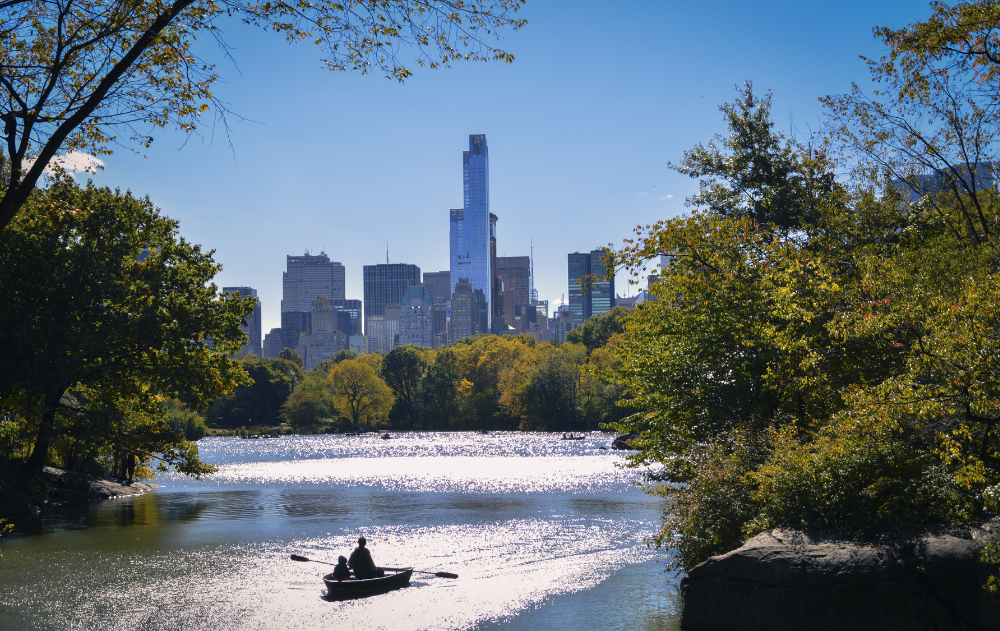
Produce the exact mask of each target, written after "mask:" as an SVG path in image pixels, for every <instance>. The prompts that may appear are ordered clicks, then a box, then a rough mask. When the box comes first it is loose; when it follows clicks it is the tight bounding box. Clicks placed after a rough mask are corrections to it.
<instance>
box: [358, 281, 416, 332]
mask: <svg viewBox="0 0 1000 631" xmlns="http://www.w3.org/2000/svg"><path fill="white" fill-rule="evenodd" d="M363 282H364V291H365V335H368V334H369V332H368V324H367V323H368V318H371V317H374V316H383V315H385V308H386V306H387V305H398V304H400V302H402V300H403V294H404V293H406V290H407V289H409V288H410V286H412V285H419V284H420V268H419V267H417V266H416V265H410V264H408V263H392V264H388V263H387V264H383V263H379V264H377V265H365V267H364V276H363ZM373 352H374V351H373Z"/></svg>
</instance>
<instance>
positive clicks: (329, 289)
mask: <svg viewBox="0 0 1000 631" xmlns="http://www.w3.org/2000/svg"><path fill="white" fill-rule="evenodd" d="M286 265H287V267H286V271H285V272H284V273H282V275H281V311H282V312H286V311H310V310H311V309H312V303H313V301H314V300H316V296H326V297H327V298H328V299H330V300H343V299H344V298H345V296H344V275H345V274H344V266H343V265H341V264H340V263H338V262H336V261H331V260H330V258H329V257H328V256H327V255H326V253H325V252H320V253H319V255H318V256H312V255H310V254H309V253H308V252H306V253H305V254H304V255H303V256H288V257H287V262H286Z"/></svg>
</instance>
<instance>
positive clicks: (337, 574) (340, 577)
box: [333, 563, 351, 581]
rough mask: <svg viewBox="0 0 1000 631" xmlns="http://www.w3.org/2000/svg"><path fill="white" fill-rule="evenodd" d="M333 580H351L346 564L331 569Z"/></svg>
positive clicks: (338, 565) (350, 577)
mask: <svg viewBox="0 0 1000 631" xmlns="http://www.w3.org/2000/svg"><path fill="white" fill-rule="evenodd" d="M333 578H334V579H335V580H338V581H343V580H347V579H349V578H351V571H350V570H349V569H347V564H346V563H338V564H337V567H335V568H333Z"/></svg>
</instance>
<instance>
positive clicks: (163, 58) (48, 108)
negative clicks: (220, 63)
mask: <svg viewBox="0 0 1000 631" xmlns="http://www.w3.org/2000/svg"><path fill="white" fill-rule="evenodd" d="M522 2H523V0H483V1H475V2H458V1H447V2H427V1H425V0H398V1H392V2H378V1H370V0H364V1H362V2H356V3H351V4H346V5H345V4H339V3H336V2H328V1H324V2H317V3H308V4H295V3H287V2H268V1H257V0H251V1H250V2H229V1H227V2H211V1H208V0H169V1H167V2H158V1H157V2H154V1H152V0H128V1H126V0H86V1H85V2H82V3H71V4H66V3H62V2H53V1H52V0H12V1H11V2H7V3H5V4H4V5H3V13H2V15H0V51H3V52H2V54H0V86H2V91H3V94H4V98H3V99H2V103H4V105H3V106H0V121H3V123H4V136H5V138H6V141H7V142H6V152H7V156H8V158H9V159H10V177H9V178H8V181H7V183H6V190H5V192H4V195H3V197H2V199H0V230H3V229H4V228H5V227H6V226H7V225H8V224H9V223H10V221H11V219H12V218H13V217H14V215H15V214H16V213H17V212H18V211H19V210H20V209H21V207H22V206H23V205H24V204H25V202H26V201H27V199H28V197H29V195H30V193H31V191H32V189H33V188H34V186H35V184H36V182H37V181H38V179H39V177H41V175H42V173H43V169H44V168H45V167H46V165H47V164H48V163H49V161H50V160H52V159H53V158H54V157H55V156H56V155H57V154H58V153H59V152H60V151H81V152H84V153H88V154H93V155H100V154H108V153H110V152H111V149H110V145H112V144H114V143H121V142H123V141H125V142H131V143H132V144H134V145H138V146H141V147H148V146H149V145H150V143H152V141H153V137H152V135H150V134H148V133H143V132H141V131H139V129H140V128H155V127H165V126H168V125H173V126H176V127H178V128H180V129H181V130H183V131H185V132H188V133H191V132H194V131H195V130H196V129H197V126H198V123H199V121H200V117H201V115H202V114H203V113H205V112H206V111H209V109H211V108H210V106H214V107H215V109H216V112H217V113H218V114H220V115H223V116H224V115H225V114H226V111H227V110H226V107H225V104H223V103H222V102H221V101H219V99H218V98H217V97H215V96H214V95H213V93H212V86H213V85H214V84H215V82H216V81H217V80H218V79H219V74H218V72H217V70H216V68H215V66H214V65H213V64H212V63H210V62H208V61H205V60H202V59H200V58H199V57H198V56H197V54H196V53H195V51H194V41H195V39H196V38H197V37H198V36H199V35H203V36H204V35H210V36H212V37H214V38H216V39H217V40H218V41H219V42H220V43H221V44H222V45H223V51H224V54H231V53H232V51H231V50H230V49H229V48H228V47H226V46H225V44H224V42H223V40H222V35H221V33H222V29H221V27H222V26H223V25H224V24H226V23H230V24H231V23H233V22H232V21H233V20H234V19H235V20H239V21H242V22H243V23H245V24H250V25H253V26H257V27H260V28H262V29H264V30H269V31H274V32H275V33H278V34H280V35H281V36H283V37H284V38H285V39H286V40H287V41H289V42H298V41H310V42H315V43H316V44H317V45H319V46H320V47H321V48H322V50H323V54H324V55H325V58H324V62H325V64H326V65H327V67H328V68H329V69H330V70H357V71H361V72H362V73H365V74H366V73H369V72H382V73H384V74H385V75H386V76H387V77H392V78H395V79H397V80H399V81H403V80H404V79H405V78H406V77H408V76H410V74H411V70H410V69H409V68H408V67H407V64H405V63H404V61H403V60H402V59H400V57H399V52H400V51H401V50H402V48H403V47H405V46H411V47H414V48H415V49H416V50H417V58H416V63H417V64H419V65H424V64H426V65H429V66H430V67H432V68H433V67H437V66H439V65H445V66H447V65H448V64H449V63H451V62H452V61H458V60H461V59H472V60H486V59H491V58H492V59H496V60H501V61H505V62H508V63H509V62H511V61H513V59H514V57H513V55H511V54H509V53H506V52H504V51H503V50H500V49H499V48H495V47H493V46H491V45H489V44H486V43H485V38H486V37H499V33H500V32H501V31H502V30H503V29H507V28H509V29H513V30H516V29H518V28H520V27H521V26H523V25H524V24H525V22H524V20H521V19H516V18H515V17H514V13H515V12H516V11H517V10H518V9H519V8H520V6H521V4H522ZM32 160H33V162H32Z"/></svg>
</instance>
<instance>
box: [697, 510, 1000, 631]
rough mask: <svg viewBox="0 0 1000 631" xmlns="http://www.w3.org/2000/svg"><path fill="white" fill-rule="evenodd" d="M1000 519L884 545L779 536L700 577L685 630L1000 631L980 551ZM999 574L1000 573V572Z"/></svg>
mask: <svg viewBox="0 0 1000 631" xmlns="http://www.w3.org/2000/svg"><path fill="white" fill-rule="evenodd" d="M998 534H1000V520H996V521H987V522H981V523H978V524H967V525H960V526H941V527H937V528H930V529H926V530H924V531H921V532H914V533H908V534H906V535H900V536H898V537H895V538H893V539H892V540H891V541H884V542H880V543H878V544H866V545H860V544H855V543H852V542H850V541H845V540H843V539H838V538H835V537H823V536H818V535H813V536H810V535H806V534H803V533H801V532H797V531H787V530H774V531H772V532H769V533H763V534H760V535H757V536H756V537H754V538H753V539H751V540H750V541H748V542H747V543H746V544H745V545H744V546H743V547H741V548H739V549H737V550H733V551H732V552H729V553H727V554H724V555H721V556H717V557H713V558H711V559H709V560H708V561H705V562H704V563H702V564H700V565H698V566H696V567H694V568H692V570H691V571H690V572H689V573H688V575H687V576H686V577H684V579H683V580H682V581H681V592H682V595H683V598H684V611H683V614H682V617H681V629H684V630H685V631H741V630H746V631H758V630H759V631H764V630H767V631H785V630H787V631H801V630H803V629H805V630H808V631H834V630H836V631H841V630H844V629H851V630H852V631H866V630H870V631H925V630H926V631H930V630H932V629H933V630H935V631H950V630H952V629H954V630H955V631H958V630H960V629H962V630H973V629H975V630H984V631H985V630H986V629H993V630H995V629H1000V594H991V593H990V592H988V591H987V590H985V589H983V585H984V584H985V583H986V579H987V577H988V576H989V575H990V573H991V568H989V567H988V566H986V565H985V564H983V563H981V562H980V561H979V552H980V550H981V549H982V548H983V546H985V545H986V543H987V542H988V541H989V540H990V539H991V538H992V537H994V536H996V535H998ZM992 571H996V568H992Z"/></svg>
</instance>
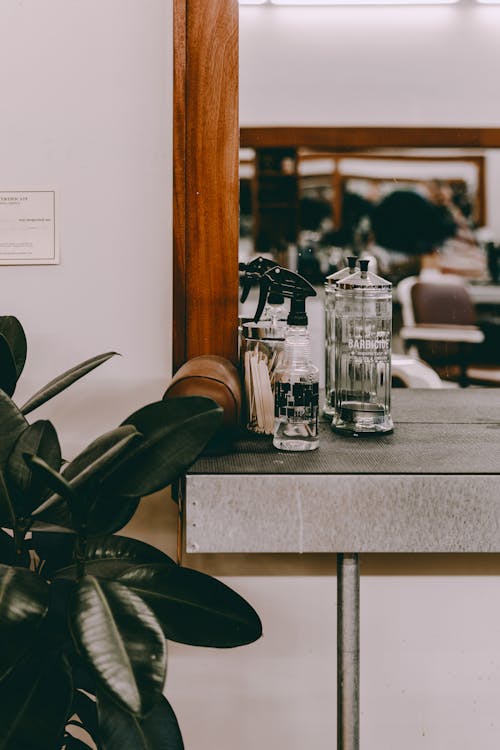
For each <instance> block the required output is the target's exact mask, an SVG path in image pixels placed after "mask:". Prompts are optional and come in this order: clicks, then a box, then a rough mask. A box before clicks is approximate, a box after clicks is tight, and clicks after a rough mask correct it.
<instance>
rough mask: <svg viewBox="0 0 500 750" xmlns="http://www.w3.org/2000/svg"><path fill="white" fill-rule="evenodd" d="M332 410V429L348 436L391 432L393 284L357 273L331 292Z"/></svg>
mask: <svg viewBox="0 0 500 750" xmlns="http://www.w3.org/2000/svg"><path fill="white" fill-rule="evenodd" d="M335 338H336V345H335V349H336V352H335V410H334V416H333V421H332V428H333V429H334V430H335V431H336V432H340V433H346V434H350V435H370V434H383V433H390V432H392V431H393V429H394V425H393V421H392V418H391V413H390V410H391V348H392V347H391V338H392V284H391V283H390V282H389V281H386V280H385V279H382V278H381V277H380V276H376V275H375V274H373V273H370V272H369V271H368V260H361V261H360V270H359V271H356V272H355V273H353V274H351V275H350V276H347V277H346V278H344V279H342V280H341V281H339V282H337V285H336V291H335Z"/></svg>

****

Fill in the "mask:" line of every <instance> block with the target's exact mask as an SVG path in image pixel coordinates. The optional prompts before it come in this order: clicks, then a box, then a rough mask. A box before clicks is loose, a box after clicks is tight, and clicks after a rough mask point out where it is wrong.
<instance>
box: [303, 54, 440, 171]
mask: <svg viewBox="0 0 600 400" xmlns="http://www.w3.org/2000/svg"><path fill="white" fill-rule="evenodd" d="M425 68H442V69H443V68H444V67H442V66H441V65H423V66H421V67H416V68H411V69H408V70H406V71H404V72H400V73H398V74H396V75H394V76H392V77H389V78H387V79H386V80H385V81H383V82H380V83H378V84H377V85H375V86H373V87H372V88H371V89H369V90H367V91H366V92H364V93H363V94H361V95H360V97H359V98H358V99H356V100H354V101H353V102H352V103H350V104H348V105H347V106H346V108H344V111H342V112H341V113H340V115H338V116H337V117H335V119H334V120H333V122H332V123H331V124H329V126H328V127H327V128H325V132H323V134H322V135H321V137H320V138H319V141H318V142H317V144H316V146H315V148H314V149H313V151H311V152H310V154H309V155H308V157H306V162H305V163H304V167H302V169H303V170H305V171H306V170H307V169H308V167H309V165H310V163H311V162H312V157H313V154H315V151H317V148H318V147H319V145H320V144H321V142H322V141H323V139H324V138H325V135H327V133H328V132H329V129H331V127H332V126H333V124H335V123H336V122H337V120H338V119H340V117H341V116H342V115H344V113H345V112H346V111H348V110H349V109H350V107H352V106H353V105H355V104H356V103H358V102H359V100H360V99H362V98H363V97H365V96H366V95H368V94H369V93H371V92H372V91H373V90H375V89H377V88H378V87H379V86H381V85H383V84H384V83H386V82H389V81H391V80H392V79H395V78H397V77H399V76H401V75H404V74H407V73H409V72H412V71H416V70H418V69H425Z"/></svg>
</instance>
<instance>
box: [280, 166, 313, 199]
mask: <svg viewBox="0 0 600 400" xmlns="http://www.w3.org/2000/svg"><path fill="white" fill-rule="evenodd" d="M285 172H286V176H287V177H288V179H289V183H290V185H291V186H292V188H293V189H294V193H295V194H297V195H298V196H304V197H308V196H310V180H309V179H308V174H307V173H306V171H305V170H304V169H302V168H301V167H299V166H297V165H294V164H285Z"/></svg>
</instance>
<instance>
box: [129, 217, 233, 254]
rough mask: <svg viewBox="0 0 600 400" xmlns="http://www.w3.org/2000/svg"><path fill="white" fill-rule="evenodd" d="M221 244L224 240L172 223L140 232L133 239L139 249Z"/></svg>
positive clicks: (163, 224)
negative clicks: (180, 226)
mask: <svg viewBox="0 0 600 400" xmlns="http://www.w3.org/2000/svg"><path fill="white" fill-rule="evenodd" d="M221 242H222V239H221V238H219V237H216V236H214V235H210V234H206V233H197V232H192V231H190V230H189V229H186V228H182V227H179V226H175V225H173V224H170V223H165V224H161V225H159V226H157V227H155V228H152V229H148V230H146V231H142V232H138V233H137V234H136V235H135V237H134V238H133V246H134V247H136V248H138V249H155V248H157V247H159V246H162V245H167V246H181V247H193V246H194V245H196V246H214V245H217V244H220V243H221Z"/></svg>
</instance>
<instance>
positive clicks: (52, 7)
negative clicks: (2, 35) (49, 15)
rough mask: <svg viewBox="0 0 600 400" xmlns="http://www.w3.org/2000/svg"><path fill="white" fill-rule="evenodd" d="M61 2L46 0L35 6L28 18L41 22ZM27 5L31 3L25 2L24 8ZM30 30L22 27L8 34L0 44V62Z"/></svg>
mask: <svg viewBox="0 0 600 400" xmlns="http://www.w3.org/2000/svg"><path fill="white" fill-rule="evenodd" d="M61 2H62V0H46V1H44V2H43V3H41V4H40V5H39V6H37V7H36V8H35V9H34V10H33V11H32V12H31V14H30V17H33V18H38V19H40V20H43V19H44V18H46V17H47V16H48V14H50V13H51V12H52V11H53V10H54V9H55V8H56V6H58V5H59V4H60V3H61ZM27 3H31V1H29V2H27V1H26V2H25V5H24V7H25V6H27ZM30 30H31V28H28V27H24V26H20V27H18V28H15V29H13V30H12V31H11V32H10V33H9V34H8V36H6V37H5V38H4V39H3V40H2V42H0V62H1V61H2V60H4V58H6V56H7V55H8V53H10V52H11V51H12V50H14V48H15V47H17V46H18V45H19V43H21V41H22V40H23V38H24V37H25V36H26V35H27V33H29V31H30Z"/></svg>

****

Within the material above, transcribe exactly the lines that run from the line holding "box: [358, 281, 416, 332]" through the line holding "positive clicks: (163, 58) (48, 108)".

Exercise answer:
box: [358, 281, 416, 332]
mask: <svg viewBox="0 0 1000 631" xmlns="http://www.w3.org/2000/svg"><path fill="white" fill-rule="evenodd" d="M363 282H364V291H365V335H368V334H369V332H368V324H367V323H368V318H371V317H374V316H383V315H385V308H386V306H387V305H398V304H400V302H402V300H403V294H404V293H406V290H407V289H409V288H410V286H412V285H419V284H420V268H419V267H417V266H416V265H410V264H408V263H392V264H388V263H387V264H383V263H379V264H377V265H365V267H364V276H363ZM373 352H374V351H373Z"/></svg>
</instance>
<instance>
positive clicks: (329, 289)
mask: <svg viewBox="0 0 1000 631" xmlns="http://www.w3.org/2000/svg"><path fill="white" fill-rule="evenodd" d="M286 265H287V267H286V271H285V272H284V273H282V275H281V311H282V312H286V311H310V310H311V309H312V303H313V301H314V300H316V296H326V297H327V298H328V299H330V300H343V299H344V298H345V296H344V275H345V274H344V266H343V265H341V264H340V263H338V262H336V261H331V260H330V258H329V257H328V256H327V255H326V253H325V252H320V253H319V255H318V256H312V255H310V254H309V253H308V252H306V253H305V254H304V255H303V256H288V257H287V262H286Z"/></svg>
</instance>
<instance>
positive clicks: (337, 574) (340, 577)
box: [333, 563, 351, 581]
rough mask: <svg viewBox="0 0 1000 631" xmlns="http://www.w3.org/2000/svg"><path fill="white" fill-rule="evenodd" d="M333 580H351L346 564L331 569Z"/></svg>
positive clicks: (338, 565) (350, 577)
mask: <svg viewBox="0 0 1000 631" xmlns="http://www.w3.org/2000/svg"><path fill="white" fill-rule="evenodd" d="M333 578H334V579H335V580H338V581H343V580H347V579H349V578H351V571H350V570H349V569H347V564H346V563H338V564H337V567H335V568H333Z"/></svg>
</instance>
<instance>
positive clicks: (163, 58) (48, 108)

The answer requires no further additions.